**JOB:**
Please rewrite the material between the lines holding "brown cow -> outline every instance" and "[[[324,305],[0,310],[2,486],[644,484]]]", inclusive, keeping the requests and multiplying every coordinate in the answers by 0.3, rounded to whole numbers with halves going up. Leave the pictures out.

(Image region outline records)
-- -- --
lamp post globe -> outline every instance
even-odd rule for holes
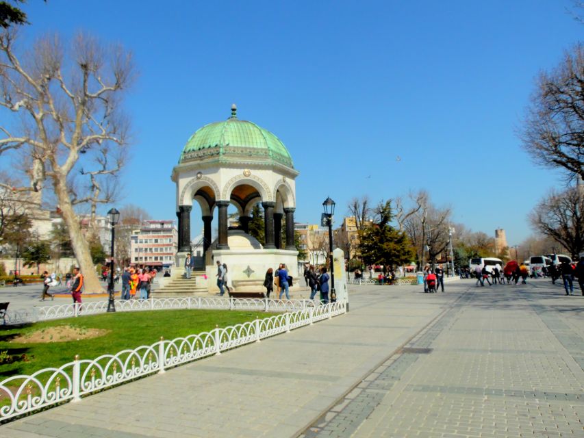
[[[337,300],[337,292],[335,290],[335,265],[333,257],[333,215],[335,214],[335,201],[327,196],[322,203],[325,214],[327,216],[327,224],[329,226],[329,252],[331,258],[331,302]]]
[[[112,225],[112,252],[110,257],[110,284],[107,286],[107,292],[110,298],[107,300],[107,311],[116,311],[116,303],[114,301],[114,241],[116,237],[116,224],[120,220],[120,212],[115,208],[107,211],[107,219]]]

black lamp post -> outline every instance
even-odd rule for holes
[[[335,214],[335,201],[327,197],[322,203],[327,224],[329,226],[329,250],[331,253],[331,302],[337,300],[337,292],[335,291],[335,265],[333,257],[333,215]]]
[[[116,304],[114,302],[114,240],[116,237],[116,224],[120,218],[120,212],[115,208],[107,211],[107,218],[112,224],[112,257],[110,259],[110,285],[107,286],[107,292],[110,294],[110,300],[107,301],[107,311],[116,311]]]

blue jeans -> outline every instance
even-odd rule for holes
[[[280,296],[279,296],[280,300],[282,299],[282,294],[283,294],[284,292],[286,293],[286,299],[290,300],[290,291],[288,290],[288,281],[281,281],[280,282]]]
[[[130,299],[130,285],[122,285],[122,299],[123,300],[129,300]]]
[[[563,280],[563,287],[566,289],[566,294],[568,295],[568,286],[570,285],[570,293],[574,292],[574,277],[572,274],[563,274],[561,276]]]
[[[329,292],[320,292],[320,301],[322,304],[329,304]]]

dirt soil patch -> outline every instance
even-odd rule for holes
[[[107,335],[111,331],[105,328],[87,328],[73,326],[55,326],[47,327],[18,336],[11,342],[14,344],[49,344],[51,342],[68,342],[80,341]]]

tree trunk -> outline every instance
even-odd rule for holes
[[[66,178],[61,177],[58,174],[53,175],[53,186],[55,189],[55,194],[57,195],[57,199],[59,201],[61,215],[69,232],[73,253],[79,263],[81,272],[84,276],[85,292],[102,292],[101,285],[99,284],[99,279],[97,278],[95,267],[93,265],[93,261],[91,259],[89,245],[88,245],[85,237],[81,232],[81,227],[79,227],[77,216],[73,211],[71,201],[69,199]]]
-- -- --
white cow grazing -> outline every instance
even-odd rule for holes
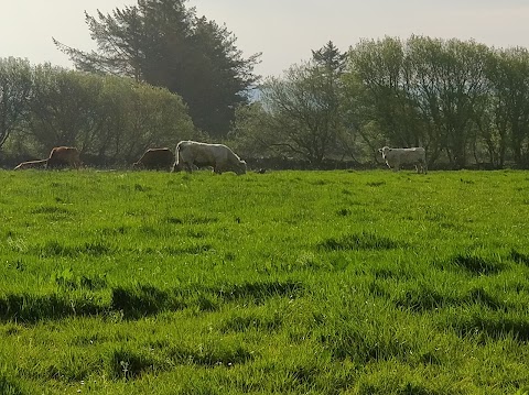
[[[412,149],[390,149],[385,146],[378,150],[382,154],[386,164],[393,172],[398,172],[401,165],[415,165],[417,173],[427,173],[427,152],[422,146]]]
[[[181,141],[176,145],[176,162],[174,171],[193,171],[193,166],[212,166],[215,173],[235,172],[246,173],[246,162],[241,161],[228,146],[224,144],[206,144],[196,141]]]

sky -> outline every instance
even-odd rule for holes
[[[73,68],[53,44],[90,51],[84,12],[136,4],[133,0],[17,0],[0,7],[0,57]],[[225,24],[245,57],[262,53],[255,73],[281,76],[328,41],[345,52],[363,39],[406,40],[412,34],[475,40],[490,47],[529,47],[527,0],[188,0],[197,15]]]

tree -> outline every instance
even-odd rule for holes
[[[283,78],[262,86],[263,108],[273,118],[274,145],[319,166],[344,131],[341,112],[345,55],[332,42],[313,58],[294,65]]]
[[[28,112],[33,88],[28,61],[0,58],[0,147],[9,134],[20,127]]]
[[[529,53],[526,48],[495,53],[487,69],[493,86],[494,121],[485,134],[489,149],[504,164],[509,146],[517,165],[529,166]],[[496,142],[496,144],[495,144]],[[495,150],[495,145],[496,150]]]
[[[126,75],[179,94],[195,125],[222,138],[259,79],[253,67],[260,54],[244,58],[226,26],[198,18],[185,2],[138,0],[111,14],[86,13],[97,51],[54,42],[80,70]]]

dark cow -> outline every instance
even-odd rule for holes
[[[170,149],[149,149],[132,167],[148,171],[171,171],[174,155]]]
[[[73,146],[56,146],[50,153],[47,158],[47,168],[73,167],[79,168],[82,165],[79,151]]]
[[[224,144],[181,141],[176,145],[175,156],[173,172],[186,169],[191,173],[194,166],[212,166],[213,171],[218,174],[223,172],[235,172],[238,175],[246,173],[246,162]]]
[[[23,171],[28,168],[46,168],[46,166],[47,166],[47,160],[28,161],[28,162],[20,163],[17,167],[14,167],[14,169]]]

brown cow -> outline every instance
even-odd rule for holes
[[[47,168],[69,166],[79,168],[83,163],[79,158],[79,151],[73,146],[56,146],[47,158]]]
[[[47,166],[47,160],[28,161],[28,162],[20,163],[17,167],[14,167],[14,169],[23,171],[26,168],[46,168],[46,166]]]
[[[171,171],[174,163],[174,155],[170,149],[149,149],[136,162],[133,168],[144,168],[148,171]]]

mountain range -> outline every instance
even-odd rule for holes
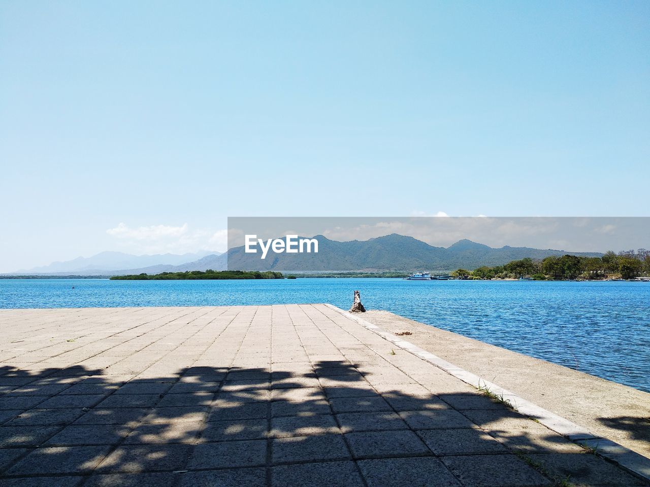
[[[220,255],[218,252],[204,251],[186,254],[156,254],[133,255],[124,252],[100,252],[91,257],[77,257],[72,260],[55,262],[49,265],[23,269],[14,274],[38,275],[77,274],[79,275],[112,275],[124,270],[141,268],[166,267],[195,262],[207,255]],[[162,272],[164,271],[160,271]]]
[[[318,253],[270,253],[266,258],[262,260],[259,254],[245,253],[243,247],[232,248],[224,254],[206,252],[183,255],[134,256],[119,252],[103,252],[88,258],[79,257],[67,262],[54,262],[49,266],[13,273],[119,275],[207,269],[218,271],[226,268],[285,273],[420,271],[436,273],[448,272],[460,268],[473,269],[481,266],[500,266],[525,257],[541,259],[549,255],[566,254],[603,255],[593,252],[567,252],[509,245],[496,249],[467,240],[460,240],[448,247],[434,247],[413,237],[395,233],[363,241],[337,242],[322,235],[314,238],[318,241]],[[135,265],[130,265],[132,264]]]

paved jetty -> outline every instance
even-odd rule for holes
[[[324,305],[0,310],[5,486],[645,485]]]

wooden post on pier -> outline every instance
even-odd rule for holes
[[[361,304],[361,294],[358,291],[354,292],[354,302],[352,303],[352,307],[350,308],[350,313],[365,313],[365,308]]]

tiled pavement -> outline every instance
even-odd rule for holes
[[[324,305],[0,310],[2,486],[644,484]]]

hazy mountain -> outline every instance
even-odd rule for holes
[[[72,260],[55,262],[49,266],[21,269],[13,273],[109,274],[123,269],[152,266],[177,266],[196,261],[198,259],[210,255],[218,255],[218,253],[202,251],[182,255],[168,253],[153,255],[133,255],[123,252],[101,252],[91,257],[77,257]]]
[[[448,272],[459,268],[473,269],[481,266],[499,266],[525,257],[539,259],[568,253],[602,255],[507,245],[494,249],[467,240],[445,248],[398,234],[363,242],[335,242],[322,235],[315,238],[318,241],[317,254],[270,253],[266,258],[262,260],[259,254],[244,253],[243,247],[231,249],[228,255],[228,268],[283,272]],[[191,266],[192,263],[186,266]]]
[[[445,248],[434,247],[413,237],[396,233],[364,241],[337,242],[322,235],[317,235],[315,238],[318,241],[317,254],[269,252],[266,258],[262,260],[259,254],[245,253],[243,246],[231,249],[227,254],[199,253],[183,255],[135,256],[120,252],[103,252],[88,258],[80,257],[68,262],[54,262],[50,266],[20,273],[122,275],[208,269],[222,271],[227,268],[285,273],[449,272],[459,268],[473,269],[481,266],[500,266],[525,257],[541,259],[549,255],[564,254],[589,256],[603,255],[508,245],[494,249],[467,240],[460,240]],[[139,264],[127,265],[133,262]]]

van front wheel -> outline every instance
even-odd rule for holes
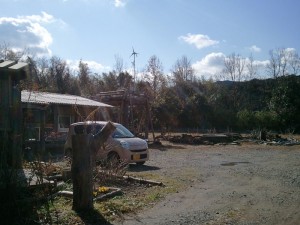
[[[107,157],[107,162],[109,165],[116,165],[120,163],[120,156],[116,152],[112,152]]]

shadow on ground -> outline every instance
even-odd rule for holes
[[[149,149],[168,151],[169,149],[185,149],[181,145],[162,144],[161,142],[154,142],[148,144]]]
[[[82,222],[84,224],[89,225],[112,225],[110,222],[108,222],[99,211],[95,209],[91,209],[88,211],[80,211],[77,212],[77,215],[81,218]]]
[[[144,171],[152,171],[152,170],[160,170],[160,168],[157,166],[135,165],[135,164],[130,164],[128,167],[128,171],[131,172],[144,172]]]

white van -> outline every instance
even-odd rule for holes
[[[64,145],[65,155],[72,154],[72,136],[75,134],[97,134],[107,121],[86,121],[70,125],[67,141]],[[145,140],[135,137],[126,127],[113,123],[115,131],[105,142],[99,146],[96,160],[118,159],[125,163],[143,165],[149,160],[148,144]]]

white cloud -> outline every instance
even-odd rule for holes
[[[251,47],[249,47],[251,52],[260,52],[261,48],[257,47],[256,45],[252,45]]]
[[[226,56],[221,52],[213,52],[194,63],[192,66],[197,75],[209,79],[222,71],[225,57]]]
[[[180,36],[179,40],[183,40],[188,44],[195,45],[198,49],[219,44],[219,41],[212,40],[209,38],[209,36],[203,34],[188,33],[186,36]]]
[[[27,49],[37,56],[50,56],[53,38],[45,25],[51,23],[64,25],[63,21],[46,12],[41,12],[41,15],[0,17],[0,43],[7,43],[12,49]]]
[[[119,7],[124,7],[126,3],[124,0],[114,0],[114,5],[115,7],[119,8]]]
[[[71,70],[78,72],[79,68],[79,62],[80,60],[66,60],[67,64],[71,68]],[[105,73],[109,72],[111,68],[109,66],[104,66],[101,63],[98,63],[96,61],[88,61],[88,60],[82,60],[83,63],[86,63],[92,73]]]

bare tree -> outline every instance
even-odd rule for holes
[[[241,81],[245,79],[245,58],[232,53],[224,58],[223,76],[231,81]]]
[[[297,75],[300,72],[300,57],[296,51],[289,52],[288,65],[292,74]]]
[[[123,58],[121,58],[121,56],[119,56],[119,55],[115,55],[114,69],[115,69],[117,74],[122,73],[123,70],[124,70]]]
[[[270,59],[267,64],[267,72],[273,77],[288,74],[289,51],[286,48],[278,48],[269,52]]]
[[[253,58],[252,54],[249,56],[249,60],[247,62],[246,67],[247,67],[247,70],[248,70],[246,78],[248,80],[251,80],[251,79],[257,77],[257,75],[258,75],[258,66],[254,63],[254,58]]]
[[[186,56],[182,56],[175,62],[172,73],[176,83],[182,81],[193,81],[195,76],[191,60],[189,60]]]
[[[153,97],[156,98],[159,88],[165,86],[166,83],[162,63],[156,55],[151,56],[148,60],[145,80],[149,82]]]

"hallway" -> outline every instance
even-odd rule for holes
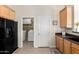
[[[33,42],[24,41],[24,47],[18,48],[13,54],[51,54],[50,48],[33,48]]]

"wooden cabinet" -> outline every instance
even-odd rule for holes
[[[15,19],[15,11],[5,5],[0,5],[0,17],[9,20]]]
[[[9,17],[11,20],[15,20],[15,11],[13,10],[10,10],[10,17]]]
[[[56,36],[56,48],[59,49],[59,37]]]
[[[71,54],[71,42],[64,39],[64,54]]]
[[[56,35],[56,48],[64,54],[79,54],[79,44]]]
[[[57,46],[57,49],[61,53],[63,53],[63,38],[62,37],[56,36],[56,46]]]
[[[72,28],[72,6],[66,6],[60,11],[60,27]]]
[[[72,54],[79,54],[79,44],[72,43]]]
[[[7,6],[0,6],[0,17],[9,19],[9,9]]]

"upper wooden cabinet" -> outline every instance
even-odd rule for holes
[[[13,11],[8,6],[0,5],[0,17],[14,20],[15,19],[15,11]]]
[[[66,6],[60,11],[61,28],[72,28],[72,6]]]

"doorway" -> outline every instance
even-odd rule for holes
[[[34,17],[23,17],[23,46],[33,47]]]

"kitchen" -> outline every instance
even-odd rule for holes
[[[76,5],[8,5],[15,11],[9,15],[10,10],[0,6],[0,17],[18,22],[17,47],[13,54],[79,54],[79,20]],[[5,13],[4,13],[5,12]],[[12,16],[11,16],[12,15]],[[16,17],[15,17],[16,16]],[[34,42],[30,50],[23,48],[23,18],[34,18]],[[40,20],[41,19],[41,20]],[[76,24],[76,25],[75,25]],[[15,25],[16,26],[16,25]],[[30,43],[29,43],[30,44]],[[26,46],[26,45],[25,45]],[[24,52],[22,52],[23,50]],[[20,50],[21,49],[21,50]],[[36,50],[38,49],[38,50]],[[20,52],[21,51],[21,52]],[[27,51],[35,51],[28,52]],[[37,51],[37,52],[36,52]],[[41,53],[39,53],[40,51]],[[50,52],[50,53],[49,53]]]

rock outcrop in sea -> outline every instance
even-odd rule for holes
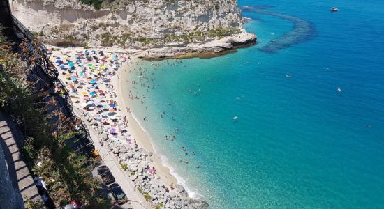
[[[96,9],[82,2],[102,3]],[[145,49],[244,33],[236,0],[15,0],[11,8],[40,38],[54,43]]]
-- -- --
**ANSWER TO THIS TASK:**
brown cow -> outline every instance
even-odd rule for holes
[[[14,50],[21,50],[24,50],[25,49],[24,47],[24,45],[22,44],[17,44],[14,47]]]
[[[14,50],[14,48],[8,48],[8,49],[6,49],[5,50],[4,50],[4,51],[7,51],[8,50],[14,50],[14,50]]]
[[[51,51],[52,49],[52,47],[51,45],[45,45],[41,49],[40,50],[43,50],[44,51]]]

mountain range -> outline every instance
even-odd rule for holes
[[[66,77],[65,76],[61,75],[56,76],[47,76],[40,77],[37,76],[30,76],[27,77],[23,77],[22,78],[17,79],[15,80],[7,81],[4,82],[11,83],[23,82],[24,83],[34,83],[37,81],[42,80],[50,80],[59,79],[62,77]],[[49,82],[49,81],[48,81]]]
[[[95,76],[81,76],[80,77],[79,78],[78,76],[74,76],[73,74],[70,74],[67,76],[62,76],[55,77],[40,77],[36,76],[31,76],[26,77],[24,77],[20,79],[16,79],[15,80],[4,82],[36,83],[62,81],[65,81],[68,80],[86,82],[126,81],[131,82],[134,82],[138,80],[142,81],[144,80],[150,80],[158,77],[162,78],[165,77],[170,76],[181,77],[178,76],[170,76],[153,74],[149,75],[140,72],[138,72],[134,74],[130,74],[124,71],[119,70],[109,72],[101,73],[97,71],[94,71],[95,72]],[[41,80],[39,80],[40,79]]]

paved jetty -> outline every instance
even-odd rule for holes
[[[97,92],[0,93],[2,146],[194,146]]]

wooden post on pier -> outline every instance
even-odd rule for holes
[[[108,91],[108,88],[107,87],[106,88],[106,91],[106,91],[106,92],[105,92],[105,94],[110,94],[110,92]]]

tiled pavement -> outline every instance
even-odd rule for holes
[[[97,92],[0,93],[1,146],[193,145]]]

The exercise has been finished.